▶ [Set problem]: Continue the outhouse-building piece from its last sentence onward.

▶ [Page extract]:
▽
Want to learn how to build an outhouse? Check out these simple outhouse plans and create a properly managed privy.
One of the very first and most important buildings needed on a remote homestead is a privy, which isn’t as complicated to construct and maintain as you might have imagined. Both the surface privy and the pit outhouse are simple, straightforward, and easy to understand. As long as you follow some general rules for building an outhouse, you can hardly go wrong modifying either type to suit your own particular materials, skill, or location.
How To Build An Outhouse
A properly managed privy is at least as healthful for people and land as a septic system and is far more than a place to evacuate waste. Ours is a sanctuary in which to be quiet with no one to ask why you aren’t busy; to think or read with no one waiting to get in to shave; to watch a small, pretty piece of the day pass outside (one of the clapboards on our outhouse has a crack that’s perfect for viewing through, like Arctic sunglasses). It’s a place where body and self are at peace with the rest of the natural world.
△
▶ [Given data]:
▽
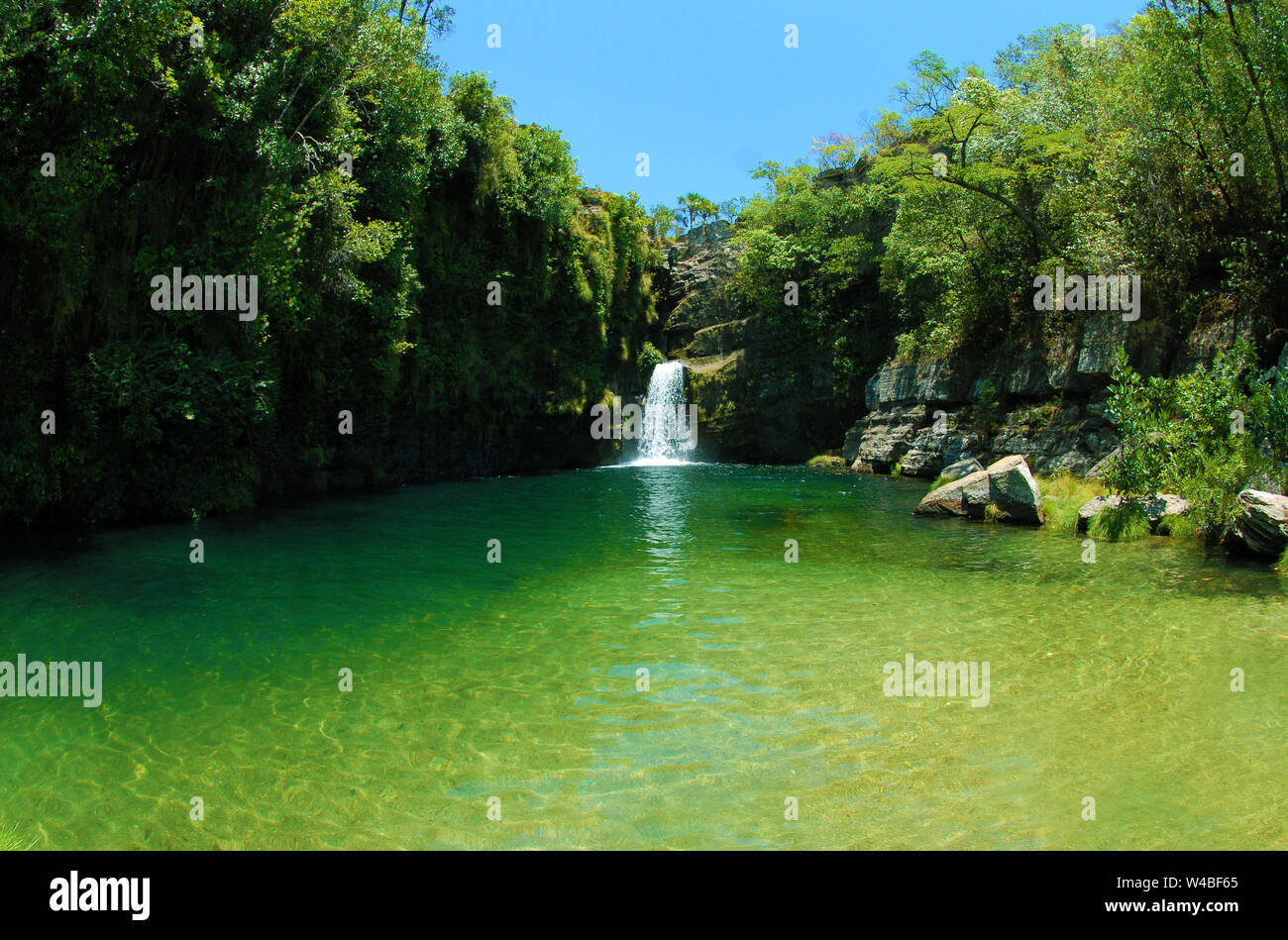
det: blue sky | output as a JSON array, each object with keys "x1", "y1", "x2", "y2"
△
▶ [The reply]:
Old homestead backhouses were typically screened by a spreading lilac and “going out to smell the lilacs” has long been a useful euphemism in our family. Our antique accommodation was also christened “The Reading Room” by my father for its quantity of old catalogs and magazines and it is next to impossible–while selecting a page of the right texture — not to get interested in an article from an old Ohio Farmer or Saturday Review.
To make a page useful beyond its own printed words, we always crush and roll it in our hands. That softens the paper and distributes pressure. Even slick, colored pages can be made fairly efficient and safe this way. Newspapers are better aged until the ink is thoroughly dry. Old telephone books are splendid. For that matter, no one will disqualify you for using commercial toilet paper in an outhouse. It doesn’t provide much in the way of reading matter but it is comfortable and does disintegrate rapidly.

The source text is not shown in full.